start

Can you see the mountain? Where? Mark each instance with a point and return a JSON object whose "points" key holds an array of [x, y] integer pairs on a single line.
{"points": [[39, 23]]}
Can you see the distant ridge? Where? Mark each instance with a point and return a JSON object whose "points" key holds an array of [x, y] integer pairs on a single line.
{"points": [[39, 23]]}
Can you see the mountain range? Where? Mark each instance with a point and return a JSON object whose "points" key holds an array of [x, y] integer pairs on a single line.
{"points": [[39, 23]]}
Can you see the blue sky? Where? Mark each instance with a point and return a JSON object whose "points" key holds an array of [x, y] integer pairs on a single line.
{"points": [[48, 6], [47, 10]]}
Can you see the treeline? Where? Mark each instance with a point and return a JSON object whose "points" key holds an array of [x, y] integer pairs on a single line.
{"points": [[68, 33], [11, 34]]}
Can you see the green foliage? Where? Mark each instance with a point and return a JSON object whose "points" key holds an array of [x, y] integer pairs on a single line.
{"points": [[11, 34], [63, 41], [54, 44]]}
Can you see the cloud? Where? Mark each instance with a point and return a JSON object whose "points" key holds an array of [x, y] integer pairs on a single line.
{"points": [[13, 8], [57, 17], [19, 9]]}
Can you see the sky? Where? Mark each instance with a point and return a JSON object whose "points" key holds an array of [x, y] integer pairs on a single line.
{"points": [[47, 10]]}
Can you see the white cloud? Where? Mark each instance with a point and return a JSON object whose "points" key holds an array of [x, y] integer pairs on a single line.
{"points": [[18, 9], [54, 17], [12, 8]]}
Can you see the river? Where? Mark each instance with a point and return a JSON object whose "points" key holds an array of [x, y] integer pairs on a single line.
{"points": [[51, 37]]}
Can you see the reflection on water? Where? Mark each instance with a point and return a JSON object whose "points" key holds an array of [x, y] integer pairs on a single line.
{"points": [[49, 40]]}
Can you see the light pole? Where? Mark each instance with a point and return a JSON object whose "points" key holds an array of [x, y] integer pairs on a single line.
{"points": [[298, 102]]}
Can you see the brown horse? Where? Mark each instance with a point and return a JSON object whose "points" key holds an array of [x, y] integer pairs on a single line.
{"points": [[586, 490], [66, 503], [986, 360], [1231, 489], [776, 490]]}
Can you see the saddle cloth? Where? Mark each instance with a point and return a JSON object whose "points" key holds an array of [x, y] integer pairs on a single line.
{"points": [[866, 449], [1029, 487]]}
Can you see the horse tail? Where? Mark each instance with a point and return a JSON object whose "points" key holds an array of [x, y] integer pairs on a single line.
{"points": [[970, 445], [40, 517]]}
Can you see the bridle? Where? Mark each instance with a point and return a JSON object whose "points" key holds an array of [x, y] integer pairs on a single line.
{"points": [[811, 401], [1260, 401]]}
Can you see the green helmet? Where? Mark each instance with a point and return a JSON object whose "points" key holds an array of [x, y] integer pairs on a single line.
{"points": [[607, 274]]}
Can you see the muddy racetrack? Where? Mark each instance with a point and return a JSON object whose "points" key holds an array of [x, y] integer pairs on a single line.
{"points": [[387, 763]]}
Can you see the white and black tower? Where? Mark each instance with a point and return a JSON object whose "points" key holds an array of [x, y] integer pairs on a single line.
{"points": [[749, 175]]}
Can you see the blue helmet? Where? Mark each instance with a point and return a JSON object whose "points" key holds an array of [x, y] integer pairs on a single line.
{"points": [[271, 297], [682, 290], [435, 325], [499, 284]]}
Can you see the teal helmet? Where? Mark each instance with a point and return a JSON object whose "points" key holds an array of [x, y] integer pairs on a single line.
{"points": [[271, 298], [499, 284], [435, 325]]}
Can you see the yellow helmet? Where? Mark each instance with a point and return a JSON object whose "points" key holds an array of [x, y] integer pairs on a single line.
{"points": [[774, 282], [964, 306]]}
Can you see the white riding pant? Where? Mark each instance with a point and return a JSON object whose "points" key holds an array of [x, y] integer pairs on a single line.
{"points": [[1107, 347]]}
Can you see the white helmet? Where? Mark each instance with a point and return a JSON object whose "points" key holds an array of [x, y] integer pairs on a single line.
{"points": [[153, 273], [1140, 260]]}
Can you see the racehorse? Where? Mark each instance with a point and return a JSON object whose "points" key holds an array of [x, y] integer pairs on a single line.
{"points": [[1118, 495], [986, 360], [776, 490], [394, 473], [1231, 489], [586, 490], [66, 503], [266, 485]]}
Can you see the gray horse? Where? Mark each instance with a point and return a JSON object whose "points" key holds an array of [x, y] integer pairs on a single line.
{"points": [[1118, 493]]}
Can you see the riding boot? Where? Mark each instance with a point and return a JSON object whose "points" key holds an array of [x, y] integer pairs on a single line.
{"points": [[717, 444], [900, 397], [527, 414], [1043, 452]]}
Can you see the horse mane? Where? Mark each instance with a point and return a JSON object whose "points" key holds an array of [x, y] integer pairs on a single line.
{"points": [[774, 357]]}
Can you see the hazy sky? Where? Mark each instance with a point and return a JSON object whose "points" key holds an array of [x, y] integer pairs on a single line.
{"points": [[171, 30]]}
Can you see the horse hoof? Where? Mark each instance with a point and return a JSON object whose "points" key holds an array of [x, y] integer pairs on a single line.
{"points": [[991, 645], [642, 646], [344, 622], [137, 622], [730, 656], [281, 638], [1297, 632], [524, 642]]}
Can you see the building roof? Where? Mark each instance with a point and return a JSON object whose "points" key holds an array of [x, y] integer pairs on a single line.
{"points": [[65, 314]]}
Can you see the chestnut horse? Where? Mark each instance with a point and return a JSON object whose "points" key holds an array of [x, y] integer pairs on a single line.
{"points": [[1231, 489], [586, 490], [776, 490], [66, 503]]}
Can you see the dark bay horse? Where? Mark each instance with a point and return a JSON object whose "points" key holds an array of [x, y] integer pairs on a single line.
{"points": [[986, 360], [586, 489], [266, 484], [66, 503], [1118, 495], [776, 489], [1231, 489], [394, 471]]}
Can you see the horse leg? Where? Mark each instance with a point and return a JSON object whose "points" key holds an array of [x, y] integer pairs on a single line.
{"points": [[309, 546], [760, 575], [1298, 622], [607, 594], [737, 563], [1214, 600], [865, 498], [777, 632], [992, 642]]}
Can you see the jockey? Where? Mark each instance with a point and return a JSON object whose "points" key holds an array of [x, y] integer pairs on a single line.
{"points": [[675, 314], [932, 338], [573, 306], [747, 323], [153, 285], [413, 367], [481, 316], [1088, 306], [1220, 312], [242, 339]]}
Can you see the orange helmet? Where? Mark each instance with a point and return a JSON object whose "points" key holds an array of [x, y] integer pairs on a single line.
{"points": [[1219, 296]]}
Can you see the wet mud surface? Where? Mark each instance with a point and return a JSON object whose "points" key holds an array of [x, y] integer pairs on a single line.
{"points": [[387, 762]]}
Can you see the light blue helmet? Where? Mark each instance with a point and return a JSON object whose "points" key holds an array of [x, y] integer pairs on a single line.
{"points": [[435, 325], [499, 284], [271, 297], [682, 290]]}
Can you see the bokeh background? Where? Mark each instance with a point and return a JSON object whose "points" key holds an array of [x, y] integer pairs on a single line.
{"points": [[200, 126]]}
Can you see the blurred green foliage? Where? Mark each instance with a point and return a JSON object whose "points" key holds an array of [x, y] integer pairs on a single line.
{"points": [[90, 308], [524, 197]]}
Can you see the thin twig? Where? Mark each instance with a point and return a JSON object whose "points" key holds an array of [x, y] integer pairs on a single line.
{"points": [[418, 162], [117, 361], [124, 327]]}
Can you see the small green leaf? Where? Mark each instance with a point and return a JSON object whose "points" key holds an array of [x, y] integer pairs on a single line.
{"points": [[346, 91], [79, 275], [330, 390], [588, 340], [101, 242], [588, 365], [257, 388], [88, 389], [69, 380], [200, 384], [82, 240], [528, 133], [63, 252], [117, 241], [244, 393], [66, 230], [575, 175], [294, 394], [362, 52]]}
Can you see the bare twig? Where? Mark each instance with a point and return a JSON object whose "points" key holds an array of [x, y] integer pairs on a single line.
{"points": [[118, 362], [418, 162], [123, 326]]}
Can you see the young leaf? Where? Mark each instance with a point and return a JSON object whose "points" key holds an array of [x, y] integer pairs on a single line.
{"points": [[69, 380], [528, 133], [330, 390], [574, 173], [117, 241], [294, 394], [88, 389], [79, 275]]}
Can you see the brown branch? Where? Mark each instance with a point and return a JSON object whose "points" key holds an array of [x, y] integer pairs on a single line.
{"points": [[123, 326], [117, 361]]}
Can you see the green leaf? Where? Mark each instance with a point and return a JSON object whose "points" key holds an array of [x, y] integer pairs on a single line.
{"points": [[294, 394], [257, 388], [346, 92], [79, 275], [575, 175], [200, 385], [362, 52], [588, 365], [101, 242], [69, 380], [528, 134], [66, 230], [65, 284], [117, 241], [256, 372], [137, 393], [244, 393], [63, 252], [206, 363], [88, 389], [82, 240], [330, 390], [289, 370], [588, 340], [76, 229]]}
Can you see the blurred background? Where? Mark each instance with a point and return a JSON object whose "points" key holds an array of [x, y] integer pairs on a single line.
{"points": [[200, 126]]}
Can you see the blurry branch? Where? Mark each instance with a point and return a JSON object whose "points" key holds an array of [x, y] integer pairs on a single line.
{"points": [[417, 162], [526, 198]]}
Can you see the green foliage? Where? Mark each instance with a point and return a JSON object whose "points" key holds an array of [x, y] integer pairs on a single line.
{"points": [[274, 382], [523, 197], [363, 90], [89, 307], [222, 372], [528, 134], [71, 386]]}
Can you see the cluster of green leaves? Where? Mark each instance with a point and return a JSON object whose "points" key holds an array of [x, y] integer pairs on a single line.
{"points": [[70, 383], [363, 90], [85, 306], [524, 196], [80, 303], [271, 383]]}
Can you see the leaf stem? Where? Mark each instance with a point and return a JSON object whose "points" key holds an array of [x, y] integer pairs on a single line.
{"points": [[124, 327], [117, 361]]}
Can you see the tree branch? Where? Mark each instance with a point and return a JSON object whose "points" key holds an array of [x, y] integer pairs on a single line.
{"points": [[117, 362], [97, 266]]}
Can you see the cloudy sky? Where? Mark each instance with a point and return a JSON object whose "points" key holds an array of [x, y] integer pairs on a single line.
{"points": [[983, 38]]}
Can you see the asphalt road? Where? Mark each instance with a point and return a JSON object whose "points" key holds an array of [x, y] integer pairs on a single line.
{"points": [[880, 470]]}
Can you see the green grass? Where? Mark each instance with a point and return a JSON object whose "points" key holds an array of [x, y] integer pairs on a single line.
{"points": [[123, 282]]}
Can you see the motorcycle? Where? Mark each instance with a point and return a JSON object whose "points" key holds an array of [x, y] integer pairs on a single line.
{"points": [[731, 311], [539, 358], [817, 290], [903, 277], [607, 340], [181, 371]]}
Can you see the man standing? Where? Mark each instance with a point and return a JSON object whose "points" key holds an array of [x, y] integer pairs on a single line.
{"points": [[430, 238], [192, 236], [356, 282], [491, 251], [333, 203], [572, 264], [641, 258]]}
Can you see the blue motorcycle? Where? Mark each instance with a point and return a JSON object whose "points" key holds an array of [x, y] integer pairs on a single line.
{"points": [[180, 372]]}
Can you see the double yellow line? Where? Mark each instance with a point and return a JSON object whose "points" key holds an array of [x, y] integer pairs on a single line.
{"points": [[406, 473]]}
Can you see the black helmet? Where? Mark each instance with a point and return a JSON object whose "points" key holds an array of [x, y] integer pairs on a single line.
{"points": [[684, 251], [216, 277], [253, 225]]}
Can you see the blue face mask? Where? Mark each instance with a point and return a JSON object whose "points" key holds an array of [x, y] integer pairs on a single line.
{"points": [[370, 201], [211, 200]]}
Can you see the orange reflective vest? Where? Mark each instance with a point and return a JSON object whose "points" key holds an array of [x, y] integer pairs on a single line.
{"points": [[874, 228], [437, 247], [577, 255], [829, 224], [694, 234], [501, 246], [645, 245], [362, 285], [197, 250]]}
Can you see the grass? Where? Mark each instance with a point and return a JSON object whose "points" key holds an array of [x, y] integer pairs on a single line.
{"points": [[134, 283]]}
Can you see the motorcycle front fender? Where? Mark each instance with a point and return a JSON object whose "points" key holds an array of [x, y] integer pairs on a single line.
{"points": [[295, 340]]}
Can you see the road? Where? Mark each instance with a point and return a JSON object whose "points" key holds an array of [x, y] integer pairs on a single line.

end

Starting with the line that contains "Can you see the grass?", write out each line through the end of the listing, exactly as it appears, and include nothing else.

Can you see the grass? Where? Mark each instance with a point and return a JSON object whose "points" key holds an array of [x, y] integer pairs on a single line.
{"points": [[134, 283]]}
Can you see the motorcycle front fender? Where? Mark each instance with a point and return a JSON object whose "points" key holds an array of [x, y] integer pairs on a single line.
{"points": [[295, 340]]}
Can you see the road? Where? Mark each instance with a point and return a JSON object whose "points" key holds an array of [x, y] integer pairs on a single line.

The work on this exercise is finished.